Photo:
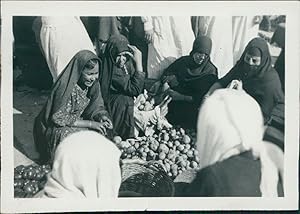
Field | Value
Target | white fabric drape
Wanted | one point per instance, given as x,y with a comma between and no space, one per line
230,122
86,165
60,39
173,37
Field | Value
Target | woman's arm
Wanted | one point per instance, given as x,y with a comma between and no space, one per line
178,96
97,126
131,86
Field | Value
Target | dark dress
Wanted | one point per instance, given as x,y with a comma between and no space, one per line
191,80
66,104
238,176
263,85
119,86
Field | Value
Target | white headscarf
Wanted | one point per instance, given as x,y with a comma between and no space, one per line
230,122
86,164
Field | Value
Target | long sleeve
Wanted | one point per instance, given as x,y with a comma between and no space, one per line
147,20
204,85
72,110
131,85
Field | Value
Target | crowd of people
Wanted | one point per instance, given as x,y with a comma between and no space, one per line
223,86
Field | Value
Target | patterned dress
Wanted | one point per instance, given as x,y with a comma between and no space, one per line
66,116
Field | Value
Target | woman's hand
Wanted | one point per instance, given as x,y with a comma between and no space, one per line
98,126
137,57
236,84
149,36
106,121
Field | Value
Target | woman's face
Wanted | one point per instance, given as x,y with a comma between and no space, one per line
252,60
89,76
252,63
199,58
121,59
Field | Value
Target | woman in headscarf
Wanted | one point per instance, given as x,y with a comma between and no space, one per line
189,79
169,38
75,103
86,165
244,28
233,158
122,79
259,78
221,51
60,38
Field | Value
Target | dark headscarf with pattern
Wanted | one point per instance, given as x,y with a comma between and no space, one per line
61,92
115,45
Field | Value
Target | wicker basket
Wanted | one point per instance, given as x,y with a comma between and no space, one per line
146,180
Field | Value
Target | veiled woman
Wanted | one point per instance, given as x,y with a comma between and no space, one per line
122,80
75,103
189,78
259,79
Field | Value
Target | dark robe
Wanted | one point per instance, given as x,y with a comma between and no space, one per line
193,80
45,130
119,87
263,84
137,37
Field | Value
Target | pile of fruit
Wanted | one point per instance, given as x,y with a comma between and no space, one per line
===============
◆ Task description: With the pictures omitted, reproduce the records in full and exactly.

◆ Problem solution:
Photo:
Field | Value
Target | white fabric drape
Wanted | one point per instance, given as x,y with a comma between and no space, one per line
230,122
86,165
60,39
173,37
Field | Value
Target | woman's arm
Wanted | one point per instance, given as x,y with a comma between and no space, one per line
178,96
97,126
131,86
Field | Value
Target | dark dress
Wanted | one point per instance, given as x,y with a comma between and no space, one per line
191,80
66,104
238,176
263,85
119,86
Field | Value
Target | white headscarf
Wanted | one point per instance, given as x,y with a comma between and no space, one per line
230,122
86,164
Field | Value
Target | long sleeve
Wanted | one point per instance, given as x,y with a comma between and no space, one per line
147,20
204,85
72,110
131,85
Field | Value
Target | crowd of people
Wanted | one point per instance, given as x,y with a comma between and no space, one per line
223,86
Field | Value
Target | patterned dress
Wanted | one point per instance, given as x,y with a comma between and no space, one per line
66,116
Field | Value
Target | woman's hand
Wanted | one point per instance, given as x,y with a comma between and no space, one per line
98,126
137,57
236,84
149,36
106,121
Field | Value
Target | woman's face
Wanted | one point per instance, given as x,y with a comma between and no space, one per line
252,60
89,76
252,63
199,58
121,59
Field | Value
Target | woman in headscarf
Wanted | one point per instance, given as x,y with a comma between and no space, one per line
189,79
169,38
75,103
86,165
244,28
233,158
122,79
259,78
221,51
60,38
Field | Value
Target | dark headscarf with pattern
Wanted | one point per instance, given as x,y with a comma between and no space, one per line
61,92
115,45
Field | Value
Target | wicker basket
Wanted | one point per instance, given as x,y with a comma between and no space, one per line
146,180
Field | Value
Target | veiled woman
Wanted | one point per instance, given as x,y with a comma between and no space, one per line
122,80
75,103
189,78
259,79
Field | Value
Target | dark robe
Wanted | one point per instance, given as x,y with a comma between and no space, one per line
193,80
45,130
119,87
263,84
137,37
Field | Value
Target | pile of fruit
Wanted | one point per instance, given as x,y with a comma between and no space, one per line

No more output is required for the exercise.